(REQUEST): Rewrite every line of the rows below as a numbered list, one line per item, omitting any blank lines.

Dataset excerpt

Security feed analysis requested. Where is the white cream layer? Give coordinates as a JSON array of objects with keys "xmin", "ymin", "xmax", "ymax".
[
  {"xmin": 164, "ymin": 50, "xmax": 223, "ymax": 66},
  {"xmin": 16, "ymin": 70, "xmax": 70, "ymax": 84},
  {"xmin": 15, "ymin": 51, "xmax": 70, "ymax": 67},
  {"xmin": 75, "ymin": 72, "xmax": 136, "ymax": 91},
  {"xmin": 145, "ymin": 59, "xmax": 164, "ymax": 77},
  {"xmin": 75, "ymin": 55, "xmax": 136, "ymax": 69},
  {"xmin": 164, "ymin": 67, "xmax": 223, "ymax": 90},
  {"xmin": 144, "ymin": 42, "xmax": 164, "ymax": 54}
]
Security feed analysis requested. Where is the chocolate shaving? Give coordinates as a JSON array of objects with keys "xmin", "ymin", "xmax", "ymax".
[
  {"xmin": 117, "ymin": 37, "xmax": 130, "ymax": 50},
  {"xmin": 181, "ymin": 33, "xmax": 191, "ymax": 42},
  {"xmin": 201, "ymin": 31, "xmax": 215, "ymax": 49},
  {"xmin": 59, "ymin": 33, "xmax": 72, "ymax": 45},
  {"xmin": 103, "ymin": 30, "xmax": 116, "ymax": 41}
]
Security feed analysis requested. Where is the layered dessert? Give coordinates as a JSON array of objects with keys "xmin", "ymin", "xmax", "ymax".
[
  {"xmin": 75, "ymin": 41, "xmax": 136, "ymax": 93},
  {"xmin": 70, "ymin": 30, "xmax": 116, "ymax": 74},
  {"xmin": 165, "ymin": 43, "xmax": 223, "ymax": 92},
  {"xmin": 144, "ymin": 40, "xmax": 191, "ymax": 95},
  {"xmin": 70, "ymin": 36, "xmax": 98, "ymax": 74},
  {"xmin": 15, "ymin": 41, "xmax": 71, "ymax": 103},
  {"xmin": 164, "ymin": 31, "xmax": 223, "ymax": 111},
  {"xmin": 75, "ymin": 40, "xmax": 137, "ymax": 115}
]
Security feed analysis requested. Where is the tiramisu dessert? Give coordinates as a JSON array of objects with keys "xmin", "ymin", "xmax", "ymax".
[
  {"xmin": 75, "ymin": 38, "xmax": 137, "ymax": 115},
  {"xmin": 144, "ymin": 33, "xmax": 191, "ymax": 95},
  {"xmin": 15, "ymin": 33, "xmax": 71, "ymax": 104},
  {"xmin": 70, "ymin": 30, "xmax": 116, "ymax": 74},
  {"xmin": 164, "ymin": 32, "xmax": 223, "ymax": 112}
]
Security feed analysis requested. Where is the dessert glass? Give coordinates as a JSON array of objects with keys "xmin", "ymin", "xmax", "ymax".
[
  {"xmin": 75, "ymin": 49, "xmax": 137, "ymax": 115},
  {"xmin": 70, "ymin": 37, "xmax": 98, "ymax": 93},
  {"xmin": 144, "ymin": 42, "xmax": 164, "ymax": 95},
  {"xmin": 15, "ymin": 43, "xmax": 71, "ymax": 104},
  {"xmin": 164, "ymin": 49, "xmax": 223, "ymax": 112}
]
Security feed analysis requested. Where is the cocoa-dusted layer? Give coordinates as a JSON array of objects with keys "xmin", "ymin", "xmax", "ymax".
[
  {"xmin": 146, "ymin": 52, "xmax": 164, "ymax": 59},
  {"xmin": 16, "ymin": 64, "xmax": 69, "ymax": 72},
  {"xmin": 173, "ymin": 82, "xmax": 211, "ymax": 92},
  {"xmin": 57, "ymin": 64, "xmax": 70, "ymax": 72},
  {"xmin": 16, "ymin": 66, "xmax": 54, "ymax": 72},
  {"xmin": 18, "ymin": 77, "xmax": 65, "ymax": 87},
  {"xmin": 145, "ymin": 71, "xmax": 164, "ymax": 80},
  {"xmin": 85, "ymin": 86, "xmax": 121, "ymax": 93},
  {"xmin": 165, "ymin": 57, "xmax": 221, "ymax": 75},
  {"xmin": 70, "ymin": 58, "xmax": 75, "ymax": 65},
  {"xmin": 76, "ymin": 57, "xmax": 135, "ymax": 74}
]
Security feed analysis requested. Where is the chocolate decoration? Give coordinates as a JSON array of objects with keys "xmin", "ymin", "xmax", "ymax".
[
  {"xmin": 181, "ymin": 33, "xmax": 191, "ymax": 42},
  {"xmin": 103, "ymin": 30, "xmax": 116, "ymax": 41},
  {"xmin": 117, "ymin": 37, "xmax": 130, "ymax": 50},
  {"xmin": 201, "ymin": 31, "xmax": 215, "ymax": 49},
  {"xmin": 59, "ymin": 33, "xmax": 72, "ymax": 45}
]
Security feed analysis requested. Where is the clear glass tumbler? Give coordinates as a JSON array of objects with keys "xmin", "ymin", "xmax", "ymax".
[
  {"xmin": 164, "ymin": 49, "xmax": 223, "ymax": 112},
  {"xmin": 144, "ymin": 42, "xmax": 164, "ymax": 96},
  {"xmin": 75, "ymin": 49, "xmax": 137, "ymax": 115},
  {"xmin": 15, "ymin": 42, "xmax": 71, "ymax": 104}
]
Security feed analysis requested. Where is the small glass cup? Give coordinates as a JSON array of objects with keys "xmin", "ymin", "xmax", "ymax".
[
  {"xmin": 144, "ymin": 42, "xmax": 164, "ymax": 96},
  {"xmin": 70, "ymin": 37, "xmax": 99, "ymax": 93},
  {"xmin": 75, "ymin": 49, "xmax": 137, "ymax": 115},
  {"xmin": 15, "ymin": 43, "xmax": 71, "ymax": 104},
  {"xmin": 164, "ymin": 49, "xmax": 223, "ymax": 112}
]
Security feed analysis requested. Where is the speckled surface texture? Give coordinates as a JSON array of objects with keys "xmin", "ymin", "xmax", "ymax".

(OUTPUT FOR THIS TASK):
1. Security feed analysis requested. Where is the white cream layer? Give coordinates as a JSON array of objects with keys "xmin", "ymin", "xmax", "ymax".
2. [
3.   {"xmin": 164, "ymin": 50, "xmax": 223, "ymax": 66},
4.   {"xmin": 16, "ymin": 70, "xmax": 70, "ymax": 84},
5.   {"xmin": 15, "ymin": 51, "xmax": 70, "ymax": 67},
6.   {"xmin": 75, "ymin": 72, "xmax": 136, "ymax": 91},
7.   {"xmin": 145, "ymin": 59, "xmax": 164, "ymax": 77},
8.   {"xmin": 75, "ymin": 55, "xmax": 136, "ymax": 69},
9.   {"xmin": 164, "ymin": 67, "xmax": 223, "ymax": 90},
10.   {"xmin": 144, "ymin": 42, "xmax": 164, "ymax": 54}
11. ]
12. Security feed analysis requested. Where is the chocolate shaving? Give coordinates as a JSON array of objects with keys "xmin", "ymin", "xmax", "ymax".
13. [
14.   {"xmin": 117, "ymin": 37, "xmax": 130, "ymax": 50},
15.   {"xmin": 181, "ymin": 33, "xmax": 191, "ymax": 42},
16.   {"xmin": 201, "ymin": 31, "xmax": 215, "ymax": 49},
17.   {"xmin": 59, "ymin": 33, "xmax": 72, "ymax": 45},
18.   {"xmin": 103, "ymin": 30, "xmax": 116, "ymax": 41}
19. ]
20. Security feed analysis requested. Where is the layered dessert? Give coordinates as a JSON array of objects with keys "xmin", "ymin", "xmax", "ymax".
21. [
22.   {"xmin": 75, "ymin": 41, "xmax": 136, "ymax": 93},
23.   {"xmin": 70, "ymin": 30, "xmax": 116, "ymax": 74},
24.   {"xmin": 165, "ymin": 43, "xmax": 223, "ymax": 92},
25.   {"xmin": 144, "ymin": 40, "xmax": 191, "ymax": 95},
26.   {"xmin": 70, "ymin": 36, "xmax": 98, "ymax": 74},
27.   {"xmin": 15, "ymin": 41, "xmax": 71, "ymax": 103},
28.   {"xmin": 164, "ymin": 31, "xmax": 223, "ymax": 111},
29.   {"xmin": 75, "ymin": 40, "xmax": 137, "ymax": 115}
30. ]
31. Security feed analysis requested. Where is the tiramisu dessert? Give coordinates as a JSON array of objects with keys "xmin", "ymin", "xmax", "ymax".
32. [
33.   {"xmin": 75, "ymin": 38, "xmax": 137, "ymax": 115},
34.   {"xmin": 144, "ymin": 33, "xmax": 191, "ymax": 95},
35.   {"xmin": 15, "ymin": 33, "xmax": 71, "ymax": 104},
36.   {"xmin": 70, "ymin": 30, "xmax": 116, "ymax": 74},
37.   {"xmin": 164, "ymin": 32, "xmax": 223, "ymax": 112}
38. ]
39. Security feed analysis requested. Where is the dessert glass? Give coordinates as a JSON array of objects with keys "xmin", "ymin", "xmax", "ymax".
40. [
41.   {"xmin": 75, "ymin": 49, "xmax": 137, "ymax": 115},
42.   {"xmin": 70, "ymin": 37, "xmax": 98, "ymax": 93},
43.   {"xmin": 144, "ymin": 42, "xmax": 164, "ymax": 95},
44.   {"xmin": 15, "ymin": 43, "xmax": 71, "ymax": 104},
45.   {"xmin": 164, "ymin": 49, "xmax": 223, "ymax": 112}
46. ]
47. Security feed analysis requested. Where is the cocoa-dusted layer? Give coordinates as a JSON array of objects with keys "xmin", "ymin", "xmax", "ymax".
48. [
49.   {"xmin": 146, "ymin": 52, "xmax": 164, "ymax": 59},
50.   {"xmin": 16, "ymin": 64, "xmax": 69, "ymax": 72},
51.   {"xmin": 173, "ymin": 82, "xmax": 211, "ymax": 92},
52.   {"xmin": 57, "ymin": 64, "xmax": 70, "ymax": 72},
53.   {"xmin": 16, "ymin": 66, "xmax": 54, "ymax": 72},
54.   {"xmin": 18, "ymin": 77, "xmax": 65, "ymax": 87},
55.   {"xmin": 145, "ymin": 71, "xmax": 164, "ymax": 80},
56.   {"xmin": 85, "ymin": 86, "xmax": 121, "ymax": 93},
57.   {"xmin": 165, "ymin": 57, "xmax": 221, "ymax": 75},
58.   {"xmin": 70, "ymin": 58, "xmax": 75, "ymax": 65},
59.   {"xmin": 76, "ymin": 57, "xmax": 135, "ymax": 74}
60. ]
61. Security feed analysis requested. Where is the chocolate decoration? Give coordinates as a JSON array of objects with keys "xmin", "ymin", "xmax", "ymax".
62. [
63.   {"xmin": 181, "ymin": 33, "xmax": 191, "ymax": 42},
64.   {"xmin": 103, "ymin": 30, "xmax": 116, "ymax": 41},
65.   {"xmin": 117, "ymin": 37, "xmax": 130, "ymax": 50},
66.   {"xmin": 201, "ymin": 31, "xmax": 215, "ymax": 49},
67.   {"xmin": 59, "ymin": 33, "xmax": 72, "ymax": 45}
68. ]
69. Security feed analysis requested. Where is the clear glass tumbler? Give coordinates as a JSON array of objects with keys "xmin", "ymin", "xmax", "ymax".
70. [
71.   {"xmin": 164, "ymin": 49, "xmax": 223, "ymax": 112},
72.   {"xmin": 144, "ymin": 42, "xmax": 164, "ymax": 96},
73.   {"xmin": 75, "ymin": 49, "xmax": 137, "ymax": 115},
74.   {"xmin": 15, "ymin": 42, "xmax": 71, "ymax": 104}
75. ]
76. Security feed analysis requested. Where is the small glass cup? Give coordinates as a JSON array of objects with keys "xmin", "ymin", "xmax", "ymax".
77. [
78.   {"xmin": 144, "ymin": 42, "xmax": 164, "ymax": 96},
79.   {"xmin": 70, "ymin": 37, "xmax": 99, "ymax": 93},
80.   {"xmin": 75, "ymin": 49, "xmax": 137, "ymax": 115},
81.   {"xmin": 15, "ymin": 43, "xmax": 71, "ymax": 104},
82.   {"xmin": 164, "ymin": 49, "xmax": 223, "ymax": 112}
83. ]
84. Security feed analysis requested. Where is the speckled surface texture? Give coordinates as a JSON array of objects with keys "xmin", "ymin", "xmax", "ymax".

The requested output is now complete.